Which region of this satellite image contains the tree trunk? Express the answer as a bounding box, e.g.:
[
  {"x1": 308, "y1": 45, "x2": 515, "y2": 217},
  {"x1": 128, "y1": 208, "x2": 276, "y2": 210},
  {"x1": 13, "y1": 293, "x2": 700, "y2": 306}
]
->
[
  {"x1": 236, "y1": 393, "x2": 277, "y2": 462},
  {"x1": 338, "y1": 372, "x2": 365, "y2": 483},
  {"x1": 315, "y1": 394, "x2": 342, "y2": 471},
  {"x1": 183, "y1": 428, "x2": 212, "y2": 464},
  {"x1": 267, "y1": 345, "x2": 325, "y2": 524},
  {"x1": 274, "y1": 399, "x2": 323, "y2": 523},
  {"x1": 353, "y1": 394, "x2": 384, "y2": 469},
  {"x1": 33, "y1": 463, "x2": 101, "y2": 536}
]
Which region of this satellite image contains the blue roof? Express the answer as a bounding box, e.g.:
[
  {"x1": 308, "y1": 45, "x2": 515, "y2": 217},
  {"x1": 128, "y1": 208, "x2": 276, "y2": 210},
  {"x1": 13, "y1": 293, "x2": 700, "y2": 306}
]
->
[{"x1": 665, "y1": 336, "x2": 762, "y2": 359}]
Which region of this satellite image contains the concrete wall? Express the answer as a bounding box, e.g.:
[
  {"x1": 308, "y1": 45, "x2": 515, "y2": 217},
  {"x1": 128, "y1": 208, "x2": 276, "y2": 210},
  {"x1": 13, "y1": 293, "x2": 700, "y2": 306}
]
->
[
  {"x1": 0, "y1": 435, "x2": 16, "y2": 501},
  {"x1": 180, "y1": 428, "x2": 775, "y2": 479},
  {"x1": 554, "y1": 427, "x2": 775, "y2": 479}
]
========
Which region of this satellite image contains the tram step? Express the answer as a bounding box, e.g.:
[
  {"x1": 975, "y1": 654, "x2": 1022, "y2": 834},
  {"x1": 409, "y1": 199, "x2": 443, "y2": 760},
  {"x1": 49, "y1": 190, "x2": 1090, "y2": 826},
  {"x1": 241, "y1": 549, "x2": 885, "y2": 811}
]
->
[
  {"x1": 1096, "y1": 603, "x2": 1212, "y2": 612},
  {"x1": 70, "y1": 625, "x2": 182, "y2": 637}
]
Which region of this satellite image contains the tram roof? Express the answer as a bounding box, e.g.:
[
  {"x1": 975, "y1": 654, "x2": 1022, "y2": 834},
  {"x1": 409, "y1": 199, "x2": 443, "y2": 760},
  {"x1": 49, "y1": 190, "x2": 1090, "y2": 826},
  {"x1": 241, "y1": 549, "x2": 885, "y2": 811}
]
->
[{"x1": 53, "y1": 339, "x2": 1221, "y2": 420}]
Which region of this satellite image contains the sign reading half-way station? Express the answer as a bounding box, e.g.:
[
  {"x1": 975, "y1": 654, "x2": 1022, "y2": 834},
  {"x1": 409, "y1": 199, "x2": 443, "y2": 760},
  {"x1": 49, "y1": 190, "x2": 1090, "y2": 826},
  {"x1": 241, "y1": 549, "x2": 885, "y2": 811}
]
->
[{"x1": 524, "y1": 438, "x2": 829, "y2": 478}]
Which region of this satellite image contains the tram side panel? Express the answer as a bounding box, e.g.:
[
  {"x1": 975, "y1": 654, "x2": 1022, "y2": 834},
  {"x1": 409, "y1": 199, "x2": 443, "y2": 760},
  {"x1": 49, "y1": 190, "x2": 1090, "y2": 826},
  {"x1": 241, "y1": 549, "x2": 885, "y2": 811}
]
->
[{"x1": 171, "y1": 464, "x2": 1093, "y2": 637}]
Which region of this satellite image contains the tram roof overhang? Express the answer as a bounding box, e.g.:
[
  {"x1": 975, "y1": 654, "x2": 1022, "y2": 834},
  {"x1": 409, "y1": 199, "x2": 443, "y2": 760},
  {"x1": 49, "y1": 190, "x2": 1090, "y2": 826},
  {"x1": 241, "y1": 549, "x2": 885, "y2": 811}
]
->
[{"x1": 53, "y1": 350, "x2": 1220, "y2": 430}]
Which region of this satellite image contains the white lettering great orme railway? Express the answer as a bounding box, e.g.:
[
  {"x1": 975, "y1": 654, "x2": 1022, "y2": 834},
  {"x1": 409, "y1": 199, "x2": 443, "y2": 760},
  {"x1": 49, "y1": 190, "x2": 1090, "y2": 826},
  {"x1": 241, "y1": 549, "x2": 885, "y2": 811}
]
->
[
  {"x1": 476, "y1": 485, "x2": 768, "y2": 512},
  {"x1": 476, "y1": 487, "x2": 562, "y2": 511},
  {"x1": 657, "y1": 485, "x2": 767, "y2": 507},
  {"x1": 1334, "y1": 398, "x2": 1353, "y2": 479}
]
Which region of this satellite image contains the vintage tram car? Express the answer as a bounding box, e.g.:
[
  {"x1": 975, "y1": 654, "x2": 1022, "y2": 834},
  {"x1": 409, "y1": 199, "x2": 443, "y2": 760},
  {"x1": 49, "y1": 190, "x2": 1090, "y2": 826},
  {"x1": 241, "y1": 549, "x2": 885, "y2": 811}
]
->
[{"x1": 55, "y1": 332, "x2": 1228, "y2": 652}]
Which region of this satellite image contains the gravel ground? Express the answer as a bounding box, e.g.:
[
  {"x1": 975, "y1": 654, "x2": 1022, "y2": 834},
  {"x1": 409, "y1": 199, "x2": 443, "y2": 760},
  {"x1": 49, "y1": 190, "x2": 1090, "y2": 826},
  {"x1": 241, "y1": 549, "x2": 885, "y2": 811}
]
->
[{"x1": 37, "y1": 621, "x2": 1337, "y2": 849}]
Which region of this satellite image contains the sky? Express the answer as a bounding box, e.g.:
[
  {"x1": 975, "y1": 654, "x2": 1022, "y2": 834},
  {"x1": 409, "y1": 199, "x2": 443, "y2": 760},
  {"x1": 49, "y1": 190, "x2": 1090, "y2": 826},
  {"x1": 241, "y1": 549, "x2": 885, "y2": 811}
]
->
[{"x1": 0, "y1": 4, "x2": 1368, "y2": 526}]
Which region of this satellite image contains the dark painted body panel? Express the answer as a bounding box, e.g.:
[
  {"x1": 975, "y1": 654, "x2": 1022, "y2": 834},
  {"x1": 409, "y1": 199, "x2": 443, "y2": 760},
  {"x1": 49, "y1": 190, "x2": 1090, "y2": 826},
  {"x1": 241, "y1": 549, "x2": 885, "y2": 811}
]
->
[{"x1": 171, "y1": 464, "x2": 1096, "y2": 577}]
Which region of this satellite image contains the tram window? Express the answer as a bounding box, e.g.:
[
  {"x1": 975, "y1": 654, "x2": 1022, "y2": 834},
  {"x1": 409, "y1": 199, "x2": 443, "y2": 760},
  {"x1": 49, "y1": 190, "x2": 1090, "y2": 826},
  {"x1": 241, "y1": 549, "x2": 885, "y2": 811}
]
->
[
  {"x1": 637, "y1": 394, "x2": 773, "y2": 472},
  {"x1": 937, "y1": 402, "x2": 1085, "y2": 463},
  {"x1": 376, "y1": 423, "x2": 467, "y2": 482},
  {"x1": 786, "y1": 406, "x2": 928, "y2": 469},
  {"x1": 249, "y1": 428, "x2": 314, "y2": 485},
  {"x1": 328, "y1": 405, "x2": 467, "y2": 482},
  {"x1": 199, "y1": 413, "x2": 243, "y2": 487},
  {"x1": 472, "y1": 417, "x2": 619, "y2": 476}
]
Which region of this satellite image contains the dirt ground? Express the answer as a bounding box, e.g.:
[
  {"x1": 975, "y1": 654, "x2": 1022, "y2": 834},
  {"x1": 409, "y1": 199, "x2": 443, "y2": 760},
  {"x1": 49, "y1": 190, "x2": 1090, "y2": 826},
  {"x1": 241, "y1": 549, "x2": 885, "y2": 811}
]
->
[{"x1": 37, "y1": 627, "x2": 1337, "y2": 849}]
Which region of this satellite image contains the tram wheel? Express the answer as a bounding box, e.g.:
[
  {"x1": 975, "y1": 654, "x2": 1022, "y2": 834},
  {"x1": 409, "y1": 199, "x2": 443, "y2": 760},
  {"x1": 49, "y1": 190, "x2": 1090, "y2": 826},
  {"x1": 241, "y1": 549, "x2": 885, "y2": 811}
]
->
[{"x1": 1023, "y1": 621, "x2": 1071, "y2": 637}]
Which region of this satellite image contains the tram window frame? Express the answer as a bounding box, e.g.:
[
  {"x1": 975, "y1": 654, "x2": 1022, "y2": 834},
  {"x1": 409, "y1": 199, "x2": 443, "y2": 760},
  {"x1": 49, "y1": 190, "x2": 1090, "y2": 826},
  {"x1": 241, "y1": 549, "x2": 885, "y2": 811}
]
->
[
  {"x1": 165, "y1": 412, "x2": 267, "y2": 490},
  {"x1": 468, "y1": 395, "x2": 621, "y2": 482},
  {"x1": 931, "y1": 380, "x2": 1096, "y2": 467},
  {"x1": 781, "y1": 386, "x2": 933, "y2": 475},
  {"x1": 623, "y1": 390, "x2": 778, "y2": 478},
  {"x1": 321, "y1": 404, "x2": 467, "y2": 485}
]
========
• TASK DETAILS: Pull out every line of the material that contains the string "window", matching case exactly.

• TASK RESULT:
Which region of this satellite image contains the tram window? Express the answer as a bounding box, e.g.:
Which region of this satellite image contains the tram window frame? Express the answer as a bounding box, e.g.:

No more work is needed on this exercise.